REQUIRED ACTION 1: According to the excerpt, where did the wedding celebrant buy his license to officiate?
REQUIRED ACTION 2: Reproduce the excerpt's wording, starting at "The Donald had" and ending at "no humanity required.".

The Donald had long since, of course, mastered the mode of reality TV. Over-talking, grunts and grimaces, which as Jane Goodall reminds us, are basic genetic and biological heritage, no humanity required.

The Internet is overrun by apparently literate and nuanced and quite subtle writing, almost all of which is accessible for free. Facebook floods with angry partisanship, amazing each of us now with the hidden idiocy of someone we once did think we could love, or did kiss, or argued with in barrooms. If it were a football game it would feel so much less consquential. Name-calling would feel in jest.

My daughter was married this weekend in what was by all appearances a very traditional ceremony. The celebrant, their Law Professor and mentor, knew both bride and groom intimately, had purchased his license to officiate on the Internet, and raised the tone of the event to a height few among the guests had felt before. I contained myself for brief moments only, while I learned things about my daughter's recent argumentation before the State Supreme Court which she had been too modest to describe for me herself.

Near the entire wedding party had continued to work for social justice, not only in the US, but around the world. Humble and proud at the same time, which is what I felt as well, in the same venue from which my own marriage ended in divorce, also beautiful, also moving. As we led the party onto the dance-floor, my ex and I marveled at how much older our daughter is than we had been at the same age. I believed again in love.

GIVEN INFORMATION:

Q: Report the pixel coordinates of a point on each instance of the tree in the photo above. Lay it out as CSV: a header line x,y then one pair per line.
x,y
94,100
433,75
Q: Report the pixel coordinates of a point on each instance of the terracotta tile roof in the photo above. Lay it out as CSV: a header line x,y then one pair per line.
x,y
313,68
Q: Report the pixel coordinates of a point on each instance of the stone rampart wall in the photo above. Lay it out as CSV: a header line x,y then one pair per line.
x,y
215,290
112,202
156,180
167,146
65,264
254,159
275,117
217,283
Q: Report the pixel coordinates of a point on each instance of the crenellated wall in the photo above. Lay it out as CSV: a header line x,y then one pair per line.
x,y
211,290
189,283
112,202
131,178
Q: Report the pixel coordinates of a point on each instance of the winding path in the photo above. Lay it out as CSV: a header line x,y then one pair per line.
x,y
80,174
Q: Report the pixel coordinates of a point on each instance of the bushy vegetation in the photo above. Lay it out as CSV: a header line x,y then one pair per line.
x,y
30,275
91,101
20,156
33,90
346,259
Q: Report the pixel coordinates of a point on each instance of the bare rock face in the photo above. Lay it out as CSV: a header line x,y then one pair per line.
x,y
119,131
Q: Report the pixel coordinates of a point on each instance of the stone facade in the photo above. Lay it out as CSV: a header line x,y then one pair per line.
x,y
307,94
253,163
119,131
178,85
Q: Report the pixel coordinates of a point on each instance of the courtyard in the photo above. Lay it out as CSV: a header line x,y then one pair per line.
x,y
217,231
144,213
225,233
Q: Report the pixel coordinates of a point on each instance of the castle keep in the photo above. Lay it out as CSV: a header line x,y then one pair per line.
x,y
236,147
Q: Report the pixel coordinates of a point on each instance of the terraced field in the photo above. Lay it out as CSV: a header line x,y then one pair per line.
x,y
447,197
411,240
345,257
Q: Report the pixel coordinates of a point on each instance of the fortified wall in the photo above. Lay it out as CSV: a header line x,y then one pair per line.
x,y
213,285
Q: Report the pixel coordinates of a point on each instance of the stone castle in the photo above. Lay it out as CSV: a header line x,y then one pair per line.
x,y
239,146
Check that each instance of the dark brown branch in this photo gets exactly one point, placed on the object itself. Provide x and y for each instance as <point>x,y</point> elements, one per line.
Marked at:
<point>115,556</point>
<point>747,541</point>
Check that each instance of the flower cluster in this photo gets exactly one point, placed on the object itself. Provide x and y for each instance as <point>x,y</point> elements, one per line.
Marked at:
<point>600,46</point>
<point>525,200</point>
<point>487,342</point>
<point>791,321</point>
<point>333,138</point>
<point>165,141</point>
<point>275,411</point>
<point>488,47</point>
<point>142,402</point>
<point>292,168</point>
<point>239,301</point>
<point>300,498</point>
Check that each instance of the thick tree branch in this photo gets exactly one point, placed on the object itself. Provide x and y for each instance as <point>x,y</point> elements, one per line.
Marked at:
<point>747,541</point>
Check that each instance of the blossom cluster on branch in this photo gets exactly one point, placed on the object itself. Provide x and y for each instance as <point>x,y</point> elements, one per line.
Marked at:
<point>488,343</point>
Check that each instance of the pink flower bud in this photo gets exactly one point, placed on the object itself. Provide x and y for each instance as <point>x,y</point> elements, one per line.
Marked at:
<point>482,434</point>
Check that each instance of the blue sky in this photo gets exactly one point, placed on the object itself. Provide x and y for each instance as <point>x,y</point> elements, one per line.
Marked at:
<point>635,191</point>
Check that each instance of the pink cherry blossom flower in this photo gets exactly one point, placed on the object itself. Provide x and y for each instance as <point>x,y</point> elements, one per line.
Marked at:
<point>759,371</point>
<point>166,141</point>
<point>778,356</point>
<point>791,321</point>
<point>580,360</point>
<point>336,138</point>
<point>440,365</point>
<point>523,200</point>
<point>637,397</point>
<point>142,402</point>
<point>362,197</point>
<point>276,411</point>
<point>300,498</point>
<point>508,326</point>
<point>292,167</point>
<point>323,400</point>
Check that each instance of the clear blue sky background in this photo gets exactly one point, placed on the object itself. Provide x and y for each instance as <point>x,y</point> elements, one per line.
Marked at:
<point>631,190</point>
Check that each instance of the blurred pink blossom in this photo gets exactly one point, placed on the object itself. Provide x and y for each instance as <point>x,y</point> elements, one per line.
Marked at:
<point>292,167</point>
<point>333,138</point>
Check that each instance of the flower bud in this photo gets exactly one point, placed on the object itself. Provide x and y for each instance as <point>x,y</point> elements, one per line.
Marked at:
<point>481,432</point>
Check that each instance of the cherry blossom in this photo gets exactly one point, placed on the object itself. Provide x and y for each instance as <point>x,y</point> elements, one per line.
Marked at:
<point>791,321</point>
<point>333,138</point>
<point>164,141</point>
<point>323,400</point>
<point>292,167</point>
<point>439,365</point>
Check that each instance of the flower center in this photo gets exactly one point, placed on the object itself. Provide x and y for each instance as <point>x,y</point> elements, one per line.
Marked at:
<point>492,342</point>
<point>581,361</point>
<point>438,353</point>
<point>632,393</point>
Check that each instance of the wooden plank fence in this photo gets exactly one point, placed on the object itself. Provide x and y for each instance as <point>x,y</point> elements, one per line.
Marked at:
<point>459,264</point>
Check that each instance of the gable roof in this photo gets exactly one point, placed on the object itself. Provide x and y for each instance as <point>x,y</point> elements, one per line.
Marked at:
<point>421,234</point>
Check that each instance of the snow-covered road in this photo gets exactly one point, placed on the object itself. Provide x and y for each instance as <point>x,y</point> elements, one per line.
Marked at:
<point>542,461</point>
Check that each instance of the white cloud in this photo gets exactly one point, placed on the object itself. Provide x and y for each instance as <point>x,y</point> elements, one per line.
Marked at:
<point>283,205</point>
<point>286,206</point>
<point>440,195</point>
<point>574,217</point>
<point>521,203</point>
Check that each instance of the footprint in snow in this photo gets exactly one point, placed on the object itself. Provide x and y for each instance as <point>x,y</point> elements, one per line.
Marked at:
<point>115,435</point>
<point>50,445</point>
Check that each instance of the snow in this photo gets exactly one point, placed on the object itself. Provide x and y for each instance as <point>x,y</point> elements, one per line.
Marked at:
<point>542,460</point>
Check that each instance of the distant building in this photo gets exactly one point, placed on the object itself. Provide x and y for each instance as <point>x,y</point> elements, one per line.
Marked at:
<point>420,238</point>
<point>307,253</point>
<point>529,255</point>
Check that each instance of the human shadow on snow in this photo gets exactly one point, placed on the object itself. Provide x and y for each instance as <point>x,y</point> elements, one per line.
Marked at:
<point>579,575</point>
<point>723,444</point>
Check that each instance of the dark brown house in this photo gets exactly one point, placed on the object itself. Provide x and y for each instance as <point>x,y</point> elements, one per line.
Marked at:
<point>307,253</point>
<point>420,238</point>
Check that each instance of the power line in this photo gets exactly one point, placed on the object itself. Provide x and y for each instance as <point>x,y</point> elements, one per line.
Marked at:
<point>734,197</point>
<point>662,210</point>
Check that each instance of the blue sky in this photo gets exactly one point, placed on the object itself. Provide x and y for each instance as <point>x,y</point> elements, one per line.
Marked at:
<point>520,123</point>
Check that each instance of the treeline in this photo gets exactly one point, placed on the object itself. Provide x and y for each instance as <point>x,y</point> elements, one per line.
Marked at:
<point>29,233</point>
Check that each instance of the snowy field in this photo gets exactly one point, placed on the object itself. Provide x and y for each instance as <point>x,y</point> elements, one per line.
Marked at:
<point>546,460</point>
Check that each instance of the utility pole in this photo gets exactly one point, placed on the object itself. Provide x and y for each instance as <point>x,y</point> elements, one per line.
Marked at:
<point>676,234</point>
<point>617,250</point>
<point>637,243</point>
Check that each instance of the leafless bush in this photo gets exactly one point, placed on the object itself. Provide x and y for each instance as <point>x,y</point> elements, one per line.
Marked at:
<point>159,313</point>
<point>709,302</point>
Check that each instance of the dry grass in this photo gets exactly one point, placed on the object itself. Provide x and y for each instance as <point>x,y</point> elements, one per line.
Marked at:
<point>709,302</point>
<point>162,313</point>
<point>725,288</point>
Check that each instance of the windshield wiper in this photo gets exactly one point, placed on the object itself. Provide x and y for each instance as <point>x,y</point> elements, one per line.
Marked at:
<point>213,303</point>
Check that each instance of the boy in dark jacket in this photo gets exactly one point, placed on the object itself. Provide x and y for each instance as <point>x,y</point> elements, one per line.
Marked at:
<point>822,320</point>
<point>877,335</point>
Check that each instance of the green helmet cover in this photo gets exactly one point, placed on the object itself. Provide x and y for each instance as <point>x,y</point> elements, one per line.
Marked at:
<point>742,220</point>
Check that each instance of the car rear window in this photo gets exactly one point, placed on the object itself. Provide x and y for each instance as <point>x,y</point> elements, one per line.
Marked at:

TASK ANSWER 1: On the Internet.

TASK ANSWER 2:
The Donald had long since, of course, mastered the mode of reality TV. Over-talking, grunts and grimaces, which as Jane Goodall reminds us, are basic genetic and biological heritage, no humanity required.